-- WHAT THE TASK REQUIRES --
Whenever a line in the data contains "dining", show that line.

━━━━━━━━

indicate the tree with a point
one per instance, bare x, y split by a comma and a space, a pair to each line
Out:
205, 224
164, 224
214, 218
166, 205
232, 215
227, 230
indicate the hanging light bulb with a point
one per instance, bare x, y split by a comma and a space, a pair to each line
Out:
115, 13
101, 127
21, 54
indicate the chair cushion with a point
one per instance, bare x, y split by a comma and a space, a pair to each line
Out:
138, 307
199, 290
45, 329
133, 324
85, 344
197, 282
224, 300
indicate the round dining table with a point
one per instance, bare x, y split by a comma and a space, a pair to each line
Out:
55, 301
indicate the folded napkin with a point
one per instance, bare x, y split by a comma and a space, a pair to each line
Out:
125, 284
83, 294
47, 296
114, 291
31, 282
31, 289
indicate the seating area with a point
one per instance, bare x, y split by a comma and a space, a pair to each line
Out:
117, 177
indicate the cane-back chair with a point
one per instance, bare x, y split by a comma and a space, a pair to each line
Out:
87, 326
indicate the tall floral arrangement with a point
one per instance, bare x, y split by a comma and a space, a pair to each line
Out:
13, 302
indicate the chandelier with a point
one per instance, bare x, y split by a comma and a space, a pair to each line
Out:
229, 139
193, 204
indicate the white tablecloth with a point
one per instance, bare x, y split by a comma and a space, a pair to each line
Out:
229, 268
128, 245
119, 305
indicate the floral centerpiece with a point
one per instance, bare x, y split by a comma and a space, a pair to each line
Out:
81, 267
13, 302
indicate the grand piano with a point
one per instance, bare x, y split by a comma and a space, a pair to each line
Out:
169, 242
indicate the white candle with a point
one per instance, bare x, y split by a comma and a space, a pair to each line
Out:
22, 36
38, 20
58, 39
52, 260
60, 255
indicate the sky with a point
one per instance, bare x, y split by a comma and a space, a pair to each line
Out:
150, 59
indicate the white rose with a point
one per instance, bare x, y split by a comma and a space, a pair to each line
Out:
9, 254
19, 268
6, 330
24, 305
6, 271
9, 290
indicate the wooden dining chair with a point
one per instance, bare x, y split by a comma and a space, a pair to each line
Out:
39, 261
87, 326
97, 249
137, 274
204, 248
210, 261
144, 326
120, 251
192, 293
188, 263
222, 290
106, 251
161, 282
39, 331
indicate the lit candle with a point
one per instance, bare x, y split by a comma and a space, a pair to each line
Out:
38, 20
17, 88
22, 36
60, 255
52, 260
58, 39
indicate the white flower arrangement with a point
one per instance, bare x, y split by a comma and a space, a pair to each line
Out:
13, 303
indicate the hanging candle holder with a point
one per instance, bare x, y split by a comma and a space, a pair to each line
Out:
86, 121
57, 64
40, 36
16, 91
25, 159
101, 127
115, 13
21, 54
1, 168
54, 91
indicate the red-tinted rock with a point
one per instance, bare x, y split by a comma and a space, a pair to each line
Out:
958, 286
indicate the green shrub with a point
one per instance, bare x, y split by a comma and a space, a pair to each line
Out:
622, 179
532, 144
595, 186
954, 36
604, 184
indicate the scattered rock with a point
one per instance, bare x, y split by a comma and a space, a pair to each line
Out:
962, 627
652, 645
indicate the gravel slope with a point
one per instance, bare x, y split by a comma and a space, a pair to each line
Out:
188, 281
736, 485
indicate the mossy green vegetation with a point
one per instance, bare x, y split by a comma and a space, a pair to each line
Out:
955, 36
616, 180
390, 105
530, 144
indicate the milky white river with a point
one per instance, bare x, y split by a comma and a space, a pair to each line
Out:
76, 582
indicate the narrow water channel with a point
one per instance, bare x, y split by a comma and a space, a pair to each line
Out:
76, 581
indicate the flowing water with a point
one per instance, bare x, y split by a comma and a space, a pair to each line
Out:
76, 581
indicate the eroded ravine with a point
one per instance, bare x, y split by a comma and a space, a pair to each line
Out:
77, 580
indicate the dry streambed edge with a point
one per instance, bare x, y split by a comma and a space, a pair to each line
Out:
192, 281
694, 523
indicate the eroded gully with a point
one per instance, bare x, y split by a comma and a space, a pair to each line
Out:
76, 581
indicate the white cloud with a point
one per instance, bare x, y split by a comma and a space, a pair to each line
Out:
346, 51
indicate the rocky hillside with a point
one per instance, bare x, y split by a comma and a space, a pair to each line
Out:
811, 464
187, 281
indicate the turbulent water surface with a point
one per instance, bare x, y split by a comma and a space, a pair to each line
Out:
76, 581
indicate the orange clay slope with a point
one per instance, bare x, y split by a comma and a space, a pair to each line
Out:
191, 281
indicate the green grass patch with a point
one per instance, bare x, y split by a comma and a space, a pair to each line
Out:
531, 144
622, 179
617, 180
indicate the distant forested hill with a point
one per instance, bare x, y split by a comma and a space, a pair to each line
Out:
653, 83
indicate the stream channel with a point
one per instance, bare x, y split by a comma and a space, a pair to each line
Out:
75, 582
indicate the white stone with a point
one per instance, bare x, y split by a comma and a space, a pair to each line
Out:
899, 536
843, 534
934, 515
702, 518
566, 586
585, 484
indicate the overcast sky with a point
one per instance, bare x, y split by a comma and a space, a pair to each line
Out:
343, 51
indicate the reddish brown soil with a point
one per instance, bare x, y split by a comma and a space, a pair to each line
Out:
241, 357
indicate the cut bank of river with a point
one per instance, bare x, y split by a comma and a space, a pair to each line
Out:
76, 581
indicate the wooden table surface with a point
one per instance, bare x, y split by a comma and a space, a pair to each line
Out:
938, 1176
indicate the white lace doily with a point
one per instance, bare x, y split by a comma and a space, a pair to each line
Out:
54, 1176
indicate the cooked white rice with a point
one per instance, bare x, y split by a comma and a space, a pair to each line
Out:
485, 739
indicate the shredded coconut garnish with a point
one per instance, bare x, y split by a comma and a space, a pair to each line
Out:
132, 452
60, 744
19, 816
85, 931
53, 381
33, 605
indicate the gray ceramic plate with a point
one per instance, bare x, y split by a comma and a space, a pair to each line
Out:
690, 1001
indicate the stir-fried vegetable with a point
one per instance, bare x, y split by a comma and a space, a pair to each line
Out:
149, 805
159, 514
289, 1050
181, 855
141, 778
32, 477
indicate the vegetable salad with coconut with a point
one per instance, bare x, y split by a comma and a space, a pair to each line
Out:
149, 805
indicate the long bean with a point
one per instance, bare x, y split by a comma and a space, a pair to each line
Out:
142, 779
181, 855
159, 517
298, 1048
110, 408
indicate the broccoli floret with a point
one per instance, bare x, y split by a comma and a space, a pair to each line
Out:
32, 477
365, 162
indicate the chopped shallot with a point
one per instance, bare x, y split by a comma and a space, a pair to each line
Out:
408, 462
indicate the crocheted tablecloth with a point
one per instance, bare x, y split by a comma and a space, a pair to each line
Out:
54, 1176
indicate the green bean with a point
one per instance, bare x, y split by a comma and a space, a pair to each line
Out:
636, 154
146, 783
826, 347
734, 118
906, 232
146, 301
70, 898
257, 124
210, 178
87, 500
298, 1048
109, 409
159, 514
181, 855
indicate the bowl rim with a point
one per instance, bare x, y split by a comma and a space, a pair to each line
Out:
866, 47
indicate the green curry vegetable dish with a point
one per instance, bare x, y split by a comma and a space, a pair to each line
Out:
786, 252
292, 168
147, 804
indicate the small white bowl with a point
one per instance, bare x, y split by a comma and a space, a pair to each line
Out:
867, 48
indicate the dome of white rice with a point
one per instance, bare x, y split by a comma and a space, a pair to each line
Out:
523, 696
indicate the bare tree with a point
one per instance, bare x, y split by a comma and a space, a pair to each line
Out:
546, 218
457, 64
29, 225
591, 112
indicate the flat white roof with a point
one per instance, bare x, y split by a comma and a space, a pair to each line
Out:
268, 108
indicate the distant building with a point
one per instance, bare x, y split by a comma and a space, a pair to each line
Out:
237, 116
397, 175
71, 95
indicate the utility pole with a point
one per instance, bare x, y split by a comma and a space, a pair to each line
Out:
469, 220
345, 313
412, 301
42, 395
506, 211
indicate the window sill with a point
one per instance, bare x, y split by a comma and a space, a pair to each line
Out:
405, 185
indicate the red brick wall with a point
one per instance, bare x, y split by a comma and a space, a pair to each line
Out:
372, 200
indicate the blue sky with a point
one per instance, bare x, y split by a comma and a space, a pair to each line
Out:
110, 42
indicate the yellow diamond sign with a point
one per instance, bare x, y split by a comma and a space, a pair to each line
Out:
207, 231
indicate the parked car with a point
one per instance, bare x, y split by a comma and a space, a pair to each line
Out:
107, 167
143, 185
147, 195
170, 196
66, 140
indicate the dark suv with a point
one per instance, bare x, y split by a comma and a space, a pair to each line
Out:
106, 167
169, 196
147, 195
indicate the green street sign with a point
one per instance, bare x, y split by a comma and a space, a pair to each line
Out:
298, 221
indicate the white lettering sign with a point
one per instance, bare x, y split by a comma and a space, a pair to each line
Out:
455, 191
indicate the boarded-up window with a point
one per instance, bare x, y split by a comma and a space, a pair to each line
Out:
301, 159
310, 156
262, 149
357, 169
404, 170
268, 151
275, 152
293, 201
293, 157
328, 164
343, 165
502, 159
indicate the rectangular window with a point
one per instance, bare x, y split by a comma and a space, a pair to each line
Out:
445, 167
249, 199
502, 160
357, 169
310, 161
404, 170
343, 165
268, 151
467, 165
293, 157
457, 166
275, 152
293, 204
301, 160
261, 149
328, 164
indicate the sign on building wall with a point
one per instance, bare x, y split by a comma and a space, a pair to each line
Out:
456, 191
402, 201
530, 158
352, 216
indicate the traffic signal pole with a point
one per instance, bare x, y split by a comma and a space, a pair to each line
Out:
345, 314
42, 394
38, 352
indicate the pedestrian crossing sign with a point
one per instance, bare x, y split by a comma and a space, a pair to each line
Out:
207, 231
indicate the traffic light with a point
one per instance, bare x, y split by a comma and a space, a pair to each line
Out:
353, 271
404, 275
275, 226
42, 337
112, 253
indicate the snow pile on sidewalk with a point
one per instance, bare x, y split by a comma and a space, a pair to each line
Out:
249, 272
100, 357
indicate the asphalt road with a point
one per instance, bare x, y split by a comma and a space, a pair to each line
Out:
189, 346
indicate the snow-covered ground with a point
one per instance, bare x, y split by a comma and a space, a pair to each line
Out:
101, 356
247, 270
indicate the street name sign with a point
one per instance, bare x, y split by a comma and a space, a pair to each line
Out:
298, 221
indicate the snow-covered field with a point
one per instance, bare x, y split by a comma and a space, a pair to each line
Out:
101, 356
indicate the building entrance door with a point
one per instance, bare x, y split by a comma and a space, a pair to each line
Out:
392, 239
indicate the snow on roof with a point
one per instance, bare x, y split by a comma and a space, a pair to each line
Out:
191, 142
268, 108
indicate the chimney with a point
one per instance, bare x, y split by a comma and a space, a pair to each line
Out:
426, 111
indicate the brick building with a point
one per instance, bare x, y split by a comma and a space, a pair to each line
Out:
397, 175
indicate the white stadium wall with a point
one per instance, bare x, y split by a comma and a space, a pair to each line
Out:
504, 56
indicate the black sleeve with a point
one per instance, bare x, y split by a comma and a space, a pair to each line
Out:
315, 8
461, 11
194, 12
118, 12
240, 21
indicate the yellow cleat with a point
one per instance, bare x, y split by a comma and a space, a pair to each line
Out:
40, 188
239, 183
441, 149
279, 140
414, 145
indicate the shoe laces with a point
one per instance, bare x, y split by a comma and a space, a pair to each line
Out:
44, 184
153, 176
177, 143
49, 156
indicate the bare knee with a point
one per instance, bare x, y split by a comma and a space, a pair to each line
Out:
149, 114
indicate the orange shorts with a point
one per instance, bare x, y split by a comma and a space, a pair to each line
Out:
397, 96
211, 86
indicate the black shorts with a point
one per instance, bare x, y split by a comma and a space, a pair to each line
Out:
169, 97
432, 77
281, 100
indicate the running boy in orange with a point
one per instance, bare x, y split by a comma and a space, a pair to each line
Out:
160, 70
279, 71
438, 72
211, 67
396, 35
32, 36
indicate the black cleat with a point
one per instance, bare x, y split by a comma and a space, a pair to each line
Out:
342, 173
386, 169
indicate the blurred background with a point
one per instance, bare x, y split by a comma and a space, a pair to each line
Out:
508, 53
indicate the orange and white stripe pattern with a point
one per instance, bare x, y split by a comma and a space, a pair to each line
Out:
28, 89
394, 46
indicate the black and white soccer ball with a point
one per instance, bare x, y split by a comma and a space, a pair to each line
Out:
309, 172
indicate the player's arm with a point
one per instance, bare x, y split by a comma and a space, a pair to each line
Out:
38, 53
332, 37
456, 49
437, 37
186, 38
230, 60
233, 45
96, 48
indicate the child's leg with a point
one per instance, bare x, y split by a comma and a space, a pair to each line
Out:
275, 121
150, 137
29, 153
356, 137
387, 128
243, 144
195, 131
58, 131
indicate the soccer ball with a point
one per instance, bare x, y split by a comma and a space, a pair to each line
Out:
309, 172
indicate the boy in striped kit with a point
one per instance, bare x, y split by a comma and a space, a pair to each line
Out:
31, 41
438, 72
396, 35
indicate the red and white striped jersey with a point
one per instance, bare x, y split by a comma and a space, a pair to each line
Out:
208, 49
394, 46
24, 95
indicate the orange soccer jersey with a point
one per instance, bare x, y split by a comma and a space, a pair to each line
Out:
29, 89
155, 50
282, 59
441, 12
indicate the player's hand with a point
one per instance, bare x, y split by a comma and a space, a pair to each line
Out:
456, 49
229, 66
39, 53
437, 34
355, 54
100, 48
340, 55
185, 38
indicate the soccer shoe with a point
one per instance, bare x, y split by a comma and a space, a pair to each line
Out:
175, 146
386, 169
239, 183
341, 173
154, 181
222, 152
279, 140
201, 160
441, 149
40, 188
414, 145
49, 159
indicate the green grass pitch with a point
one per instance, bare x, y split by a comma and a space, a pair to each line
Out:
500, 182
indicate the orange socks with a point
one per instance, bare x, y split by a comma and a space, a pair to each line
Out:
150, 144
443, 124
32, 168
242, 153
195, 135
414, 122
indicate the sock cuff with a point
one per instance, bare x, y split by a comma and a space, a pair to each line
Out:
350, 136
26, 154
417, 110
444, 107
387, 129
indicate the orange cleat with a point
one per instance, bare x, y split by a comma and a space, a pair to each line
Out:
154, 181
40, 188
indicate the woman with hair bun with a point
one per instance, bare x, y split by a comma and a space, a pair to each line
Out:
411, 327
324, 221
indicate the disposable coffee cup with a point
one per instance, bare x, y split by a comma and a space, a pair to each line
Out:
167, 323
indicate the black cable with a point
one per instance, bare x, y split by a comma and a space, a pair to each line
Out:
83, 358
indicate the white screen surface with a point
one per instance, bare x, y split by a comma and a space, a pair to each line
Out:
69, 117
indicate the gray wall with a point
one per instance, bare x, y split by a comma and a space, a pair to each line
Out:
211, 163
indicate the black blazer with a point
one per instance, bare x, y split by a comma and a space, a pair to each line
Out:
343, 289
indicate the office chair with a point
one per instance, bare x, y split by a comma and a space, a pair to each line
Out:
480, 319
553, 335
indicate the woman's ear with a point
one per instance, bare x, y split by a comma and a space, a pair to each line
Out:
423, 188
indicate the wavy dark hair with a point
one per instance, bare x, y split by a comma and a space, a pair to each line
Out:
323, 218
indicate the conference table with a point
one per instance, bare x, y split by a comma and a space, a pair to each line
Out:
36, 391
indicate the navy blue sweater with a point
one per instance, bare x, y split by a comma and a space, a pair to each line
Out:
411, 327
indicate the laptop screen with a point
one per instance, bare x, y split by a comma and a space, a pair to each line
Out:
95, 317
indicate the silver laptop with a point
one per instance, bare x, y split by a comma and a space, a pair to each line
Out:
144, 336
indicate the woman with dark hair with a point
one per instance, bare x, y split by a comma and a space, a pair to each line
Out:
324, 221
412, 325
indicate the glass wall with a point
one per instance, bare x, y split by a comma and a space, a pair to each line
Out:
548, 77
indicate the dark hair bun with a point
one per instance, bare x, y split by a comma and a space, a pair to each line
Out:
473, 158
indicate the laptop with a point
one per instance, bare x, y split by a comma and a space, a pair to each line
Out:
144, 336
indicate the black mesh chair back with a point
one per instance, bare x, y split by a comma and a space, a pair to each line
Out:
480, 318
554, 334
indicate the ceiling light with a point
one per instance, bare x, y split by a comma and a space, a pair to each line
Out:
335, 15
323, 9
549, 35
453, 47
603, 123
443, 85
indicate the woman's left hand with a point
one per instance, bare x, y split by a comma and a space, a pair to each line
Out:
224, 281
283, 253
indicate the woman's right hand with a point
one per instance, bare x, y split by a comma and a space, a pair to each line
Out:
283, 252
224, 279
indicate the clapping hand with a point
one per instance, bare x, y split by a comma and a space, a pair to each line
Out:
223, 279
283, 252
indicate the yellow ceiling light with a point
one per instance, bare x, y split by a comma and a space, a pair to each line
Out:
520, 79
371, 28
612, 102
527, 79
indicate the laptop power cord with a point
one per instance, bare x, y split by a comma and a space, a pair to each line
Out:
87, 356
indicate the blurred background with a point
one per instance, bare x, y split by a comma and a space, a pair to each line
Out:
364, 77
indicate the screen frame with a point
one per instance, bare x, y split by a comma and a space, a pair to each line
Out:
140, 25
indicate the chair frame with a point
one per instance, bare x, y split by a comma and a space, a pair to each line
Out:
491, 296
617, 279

━━━━━━━━

-- EXERCISE RESULT --
indicate the round dining table with a point
indicate the wooden dining chair with a point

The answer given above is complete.